## SET TASK
Reproduce every line of the listing from the line containing "Category: induction cooktop" through the end of the listing, leaving all text unchanged except the pixel coordinates in the answers. Multiply each of those coordinates by 1.5 and round to a whole number, with halves rounded up.

↓↓↓

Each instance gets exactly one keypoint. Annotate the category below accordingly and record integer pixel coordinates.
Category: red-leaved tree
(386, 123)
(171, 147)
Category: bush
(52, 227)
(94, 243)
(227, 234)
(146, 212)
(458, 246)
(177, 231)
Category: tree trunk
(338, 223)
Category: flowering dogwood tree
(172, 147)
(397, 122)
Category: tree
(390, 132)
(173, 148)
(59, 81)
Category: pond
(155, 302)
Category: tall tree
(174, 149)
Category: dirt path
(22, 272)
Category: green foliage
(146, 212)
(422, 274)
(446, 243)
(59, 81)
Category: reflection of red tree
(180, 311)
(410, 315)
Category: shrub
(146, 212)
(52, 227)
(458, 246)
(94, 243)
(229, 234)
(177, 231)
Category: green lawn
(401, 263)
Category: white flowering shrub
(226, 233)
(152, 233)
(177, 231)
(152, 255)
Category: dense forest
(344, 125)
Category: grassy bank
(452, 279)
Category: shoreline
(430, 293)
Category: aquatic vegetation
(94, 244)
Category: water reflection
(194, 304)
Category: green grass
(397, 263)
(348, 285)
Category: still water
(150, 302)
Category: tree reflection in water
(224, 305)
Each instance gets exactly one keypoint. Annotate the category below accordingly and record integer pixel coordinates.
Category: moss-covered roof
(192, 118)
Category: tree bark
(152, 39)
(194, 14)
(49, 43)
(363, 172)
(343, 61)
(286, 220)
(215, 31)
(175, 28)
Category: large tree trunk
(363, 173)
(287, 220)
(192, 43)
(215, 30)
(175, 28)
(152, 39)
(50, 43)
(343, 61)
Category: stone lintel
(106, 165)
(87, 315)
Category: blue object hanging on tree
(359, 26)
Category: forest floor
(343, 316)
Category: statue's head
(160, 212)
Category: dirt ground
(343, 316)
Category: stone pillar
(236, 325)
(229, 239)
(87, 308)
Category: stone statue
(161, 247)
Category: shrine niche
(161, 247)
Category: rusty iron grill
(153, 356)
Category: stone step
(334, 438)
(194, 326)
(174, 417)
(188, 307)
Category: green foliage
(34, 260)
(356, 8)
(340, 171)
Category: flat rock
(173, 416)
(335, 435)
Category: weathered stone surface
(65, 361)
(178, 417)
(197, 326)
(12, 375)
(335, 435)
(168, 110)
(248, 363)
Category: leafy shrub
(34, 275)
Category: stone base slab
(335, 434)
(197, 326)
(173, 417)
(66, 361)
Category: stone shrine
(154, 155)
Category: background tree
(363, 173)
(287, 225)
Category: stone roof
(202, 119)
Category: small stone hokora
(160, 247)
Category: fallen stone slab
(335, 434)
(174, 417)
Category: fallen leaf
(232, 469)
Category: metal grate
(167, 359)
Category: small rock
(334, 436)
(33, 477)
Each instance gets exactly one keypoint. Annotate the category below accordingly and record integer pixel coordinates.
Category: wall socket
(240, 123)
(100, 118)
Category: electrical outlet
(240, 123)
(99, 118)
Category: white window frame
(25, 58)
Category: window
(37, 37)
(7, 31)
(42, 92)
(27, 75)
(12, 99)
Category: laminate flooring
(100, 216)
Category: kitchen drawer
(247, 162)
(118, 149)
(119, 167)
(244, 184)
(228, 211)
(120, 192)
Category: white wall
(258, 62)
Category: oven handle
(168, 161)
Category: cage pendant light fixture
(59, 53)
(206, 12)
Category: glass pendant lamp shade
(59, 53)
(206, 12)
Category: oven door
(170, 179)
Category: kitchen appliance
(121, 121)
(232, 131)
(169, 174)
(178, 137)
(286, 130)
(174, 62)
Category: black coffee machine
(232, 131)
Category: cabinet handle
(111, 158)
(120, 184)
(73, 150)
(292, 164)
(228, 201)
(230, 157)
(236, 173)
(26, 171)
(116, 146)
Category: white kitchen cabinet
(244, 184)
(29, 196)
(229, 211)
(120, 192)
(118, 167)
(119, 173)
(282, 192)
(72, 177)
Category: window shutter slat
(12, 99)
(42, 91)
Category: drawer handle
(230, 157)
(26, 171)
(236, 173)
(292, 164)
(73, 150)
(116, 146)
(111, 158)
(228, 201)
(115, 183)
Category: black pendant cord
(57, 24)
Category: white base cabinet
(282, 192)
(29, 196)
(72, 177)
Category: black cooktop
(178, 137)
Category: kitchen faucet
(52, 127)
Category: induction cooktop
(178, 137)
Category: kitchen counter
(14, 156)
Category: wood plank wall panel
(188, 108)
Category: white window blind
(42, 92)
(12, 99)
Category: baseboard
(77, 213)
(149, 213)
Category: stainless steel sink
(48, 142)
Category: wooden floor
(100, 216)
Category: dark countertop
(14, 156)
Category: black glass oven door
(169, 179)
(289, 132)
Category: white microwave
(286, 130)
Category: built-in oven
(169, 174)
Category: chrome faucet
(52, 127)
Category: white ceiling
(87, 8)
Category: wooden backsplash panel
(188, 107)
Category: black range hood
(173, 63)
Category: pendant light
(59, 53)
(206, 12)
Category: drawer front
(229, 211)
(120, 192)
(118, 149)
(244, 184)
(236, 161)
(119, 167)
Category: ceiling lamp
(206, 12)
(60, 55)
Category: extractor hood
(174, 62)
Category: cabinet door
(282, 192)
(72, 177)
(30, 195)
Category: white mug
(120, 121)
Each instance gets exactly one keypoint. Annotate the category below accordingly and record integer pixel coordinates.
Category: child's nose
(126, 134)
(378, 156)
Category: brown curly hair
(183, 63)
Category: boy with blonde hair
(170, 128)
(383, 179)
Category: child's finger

↑↑↑

## SOLUTION
Category: induction cooktop
(267, 206)
Category: kitchen counter
(21, 234)
Category: wood plank wall panel
(282, 162)
Category: white window blind
(63, 138)
(18, 149)
Category: baseboard
(116, 320)
(224, 320)
Category: stainless steel sink
(72, 213)
Category: wooden floor
(150, 324)
Category: dark countertop
(21, 234)
Category: black glass oven door
(254, 269)
(434, 198)
Category: white microwave
(429, 195)
Category: built-in oven
(254, 261)
Category: chrome faucet
(78, 191)
Category: white ceiling
(131, 12)
Category: wooden backsplash panel
(282, 161)
Category: black range hood
(260, 95)
Category: pendant light
(89, 80)
(309, 18)
Category: drawer front
(344, 317)
(180, 288)
(177, 224)
(366, 276)
(354, 242)
(179, 251)
Category: ceiling lamp
(309, 18)
(90, 83)
Category: extractor hood
(261, 93)
Category: cabinet door
(423, 288)
(108, 266)
(45, 293)
Category: white mug
(180, 182)
Each instance gets exactly one keypoint. Annotate the category below accordingly and record integer pixel coordinates.
Category: child's nose
(189, 201)
(567, 234)
Category: brown curly hair
(275, 95)
Category: boy with blonde hair
(255, 192)
(575, 269)
Category: child's finger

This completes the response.